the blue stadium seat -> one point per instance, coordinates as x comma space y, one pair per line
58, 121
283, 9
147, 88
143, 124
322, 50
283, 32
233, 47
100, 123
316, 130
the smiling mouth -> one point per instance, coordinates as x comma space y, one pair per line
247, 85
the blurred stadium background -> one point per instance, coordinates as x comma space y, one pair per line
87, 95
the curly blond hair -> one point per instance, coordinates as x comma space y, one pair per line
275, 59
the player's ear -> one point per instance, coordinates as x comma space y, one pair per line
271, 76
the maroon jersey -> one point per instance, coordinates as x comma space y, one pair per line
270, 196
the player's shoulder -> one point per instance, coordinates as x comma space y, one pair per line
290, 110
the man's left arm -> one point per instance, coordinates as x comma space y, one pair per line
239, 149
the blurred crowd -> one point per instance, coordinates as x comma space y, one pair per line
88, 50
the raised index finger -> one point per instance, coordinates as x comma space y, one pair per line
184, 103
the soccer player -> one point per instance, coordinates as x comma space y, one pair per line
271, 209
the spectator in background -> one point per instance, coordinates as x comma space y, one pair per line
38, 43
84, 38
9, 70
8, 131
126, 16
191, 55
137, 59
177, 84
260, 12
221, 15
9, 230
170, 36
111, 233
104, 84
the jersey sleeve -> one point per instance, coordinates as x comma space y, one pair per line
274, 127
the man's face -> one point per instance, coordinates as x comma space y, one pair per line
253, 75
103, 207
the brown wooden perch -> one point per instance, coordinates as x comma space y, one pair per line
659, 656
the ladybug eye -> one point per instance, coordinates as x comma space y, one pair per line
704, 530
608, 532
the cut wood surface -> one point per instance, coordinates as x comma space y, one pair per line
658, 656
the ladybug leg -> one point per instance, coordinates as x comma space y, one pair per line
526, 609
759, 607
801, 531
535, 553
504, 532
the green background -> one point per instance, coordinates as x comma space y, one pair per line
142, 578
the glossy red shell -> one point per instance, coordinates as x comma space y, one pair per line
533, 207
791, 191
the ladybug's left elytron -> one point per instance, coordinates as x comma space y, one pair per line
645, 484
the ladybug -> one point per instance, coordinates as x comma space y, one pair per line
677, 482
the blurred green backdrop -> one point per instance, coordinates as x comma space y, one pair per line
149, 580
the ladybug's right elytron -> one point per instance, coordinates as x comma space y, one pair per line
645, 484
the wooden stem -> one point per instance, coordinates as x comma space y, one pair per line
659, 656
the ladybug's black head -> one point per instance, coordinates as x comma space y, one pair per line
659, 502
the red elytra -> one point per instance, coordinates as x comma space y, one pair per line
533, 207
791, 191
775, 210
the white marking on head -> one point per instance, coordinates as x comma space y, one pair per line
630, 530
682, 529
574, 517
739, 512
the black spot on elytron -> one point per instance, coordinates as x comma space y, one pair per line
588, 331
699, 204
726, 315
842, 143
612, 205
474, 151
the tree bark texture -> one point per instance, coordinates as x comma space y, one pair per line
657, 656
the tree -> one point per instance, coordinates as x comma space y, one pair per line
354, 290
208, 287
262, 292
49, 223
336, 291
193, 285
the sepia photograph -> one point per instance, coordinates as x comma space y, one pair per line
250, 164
---
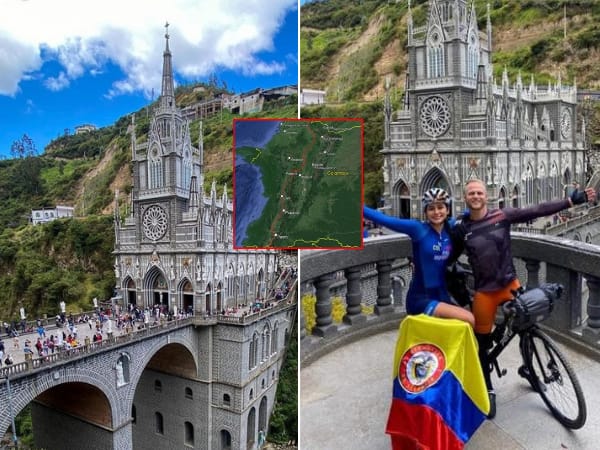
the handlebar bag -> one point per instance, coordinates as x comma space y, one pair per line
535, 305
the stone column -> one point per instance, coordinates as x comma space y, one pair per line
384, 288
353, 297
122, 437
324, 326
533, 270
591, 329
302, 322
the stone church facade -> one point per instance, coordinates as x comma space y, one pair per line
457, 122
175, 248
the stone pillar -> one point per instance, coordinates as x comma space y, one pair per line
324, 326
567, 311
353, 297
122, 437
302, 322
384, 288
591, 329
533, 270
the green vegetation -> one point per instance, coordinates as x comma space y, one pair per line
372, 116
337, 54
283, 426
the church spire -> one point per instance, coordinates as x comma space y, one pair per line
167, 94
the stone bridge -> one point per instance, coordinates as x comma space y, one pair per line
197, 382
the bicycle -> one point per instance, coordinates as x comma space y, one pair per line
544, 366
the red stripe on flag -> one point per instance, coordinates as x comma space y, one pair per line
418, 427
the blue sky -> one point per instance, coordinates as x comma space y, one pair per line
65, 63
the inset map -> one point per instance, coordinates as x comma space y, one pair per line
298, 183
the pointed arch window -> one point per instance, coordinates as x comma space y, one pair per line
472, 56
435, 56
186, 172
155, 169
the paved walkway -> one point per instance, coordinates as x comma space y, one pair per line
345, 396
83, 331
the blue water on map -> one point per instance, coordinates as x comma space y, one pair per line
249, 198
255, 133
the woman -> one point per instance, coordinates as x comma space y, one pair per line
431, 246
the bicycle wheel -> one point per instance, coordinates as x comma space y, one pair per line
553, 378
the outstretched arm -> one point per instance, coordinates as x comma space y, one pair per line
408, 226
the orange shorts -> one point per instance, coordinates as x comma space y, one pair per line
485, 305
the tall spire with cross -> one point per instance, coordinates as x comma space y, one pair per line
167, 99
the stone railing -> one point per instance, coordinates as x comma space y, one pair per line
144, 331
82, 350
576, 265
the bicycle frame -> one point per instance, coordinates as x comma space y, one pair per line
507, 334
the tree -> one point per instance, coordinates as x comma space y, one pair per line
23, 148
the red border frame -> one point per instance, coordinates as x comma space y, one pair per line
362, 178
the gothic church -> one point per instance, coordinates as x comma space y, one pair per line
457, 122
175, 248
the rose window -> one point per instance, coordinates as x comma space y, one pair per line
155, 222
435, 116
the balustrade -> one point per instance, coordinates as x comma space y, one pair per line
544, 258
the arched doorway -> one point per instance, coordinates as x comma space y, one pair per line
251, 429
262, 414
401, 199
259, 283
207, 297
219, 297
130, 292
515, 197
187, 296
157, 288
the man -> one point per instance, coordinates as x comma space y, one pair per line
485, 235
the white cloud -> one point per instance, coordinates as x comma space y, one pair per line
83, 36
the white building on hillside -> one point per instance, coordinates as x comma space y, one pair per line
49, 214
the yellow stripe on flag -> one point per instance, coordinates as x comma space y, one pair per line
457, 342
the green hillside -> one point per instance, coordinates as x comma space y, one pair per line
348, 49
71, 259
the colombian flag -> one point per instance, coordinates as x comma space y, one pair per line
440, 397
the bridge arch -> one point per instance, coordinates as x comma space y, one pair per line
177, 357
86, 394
==
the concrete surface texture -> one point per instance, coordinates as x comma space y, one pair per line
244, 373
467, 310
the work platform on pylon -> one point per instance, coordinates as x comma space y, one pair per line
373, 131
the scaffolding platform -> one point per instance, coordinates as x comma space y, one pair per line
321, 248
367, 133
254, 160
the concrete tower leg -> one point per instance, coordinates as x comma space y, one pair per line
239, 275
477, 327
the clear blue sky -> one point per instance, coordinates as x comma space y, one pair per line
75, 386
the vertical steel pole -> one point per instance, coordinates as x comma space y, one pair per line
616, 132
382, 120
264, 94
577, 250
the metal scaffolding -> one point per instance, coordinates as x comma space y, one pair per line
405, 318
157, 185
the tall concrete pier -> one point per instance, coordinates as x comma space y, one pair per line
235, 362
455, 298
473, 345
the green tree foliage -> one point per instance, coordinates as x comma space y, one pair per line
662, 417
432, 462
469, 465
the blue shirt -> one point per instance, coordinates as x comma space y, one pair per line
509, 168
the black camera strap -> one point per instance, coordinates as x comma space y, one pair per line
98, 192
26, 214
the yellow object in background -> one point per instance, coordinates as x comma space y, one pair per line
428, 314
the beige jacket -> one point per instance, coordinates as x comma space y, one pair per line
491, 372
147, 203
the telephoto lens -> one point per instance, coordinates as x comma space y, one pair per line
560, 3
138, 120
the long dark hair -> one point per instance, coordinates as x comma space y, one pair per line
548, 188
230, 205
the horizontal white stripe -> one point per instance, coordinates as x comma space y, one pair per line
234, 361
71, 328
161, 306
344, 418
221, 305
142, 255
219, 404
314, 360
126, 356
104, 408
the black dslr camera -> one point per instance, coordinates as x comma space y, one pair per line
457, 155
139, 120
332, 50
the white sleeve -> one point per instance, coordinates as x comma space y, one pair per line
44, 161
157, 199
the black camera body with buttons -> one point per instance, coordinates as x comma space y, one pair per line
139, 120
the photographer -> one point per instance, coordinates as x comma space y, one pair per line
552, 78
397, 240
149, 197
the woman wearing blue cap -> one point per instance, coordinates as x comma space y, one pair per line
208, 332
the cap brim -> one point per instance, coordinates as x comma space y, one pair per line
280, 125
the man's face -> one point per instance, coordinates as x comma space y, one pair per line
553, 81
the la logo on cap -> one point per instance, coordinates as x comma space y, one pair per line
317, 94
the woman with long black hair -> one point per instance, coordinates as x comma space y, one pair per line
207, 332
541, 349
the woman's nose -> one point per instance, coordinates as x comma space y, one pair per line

= To do =
Look back at the data above. Transcribe exactly the lines starting at the line that contains "the woman with" and ending at the line that contains "the woman's nose".

= Task result =
the woman with long black hair -> one point per instance, coordinates as x comma space y, one pair per line
207, 332
541, 349
the woman's nose -> one point per instance, coordinates as x comma space y, one pair per line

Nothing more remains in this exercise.